Start of Information shown

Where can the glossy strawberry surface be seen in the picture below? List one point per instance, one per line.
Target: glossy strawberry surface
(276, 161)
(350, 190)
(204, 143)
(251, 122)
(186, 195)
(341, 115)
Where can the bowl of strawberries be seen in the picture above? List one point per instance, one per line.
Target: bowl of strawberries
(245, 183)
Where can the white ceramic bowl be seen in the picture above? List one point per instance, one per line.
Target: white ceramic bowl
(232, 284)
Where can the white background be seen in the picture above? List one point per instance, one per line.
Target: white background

End of Information shown

* **Work to complete**
Your job is to transcribe the listing exactly, line for line.

* **Output for this exercise**
Where can the glossy strawberry surface be seen in the picture below? List one point per instance, one per line.
Target: glossy strawberry surface
(276, 161)
(350, 190)
(204, 143)
(251, 122)
(186, 195)
(341, 115)
Where can the bowl of strawberries be seen in the picture above? List one point per instance, one per line.
Target: bowl of strawberries
(245, 183)
Where can the white ceramic bowl be seen in the picture above? List one point per instance, one per line.
Target: white ceramic bowl
(232, 284)
Where can the white background be seen in the picture above? List one point per instance, one per line.
Target: white background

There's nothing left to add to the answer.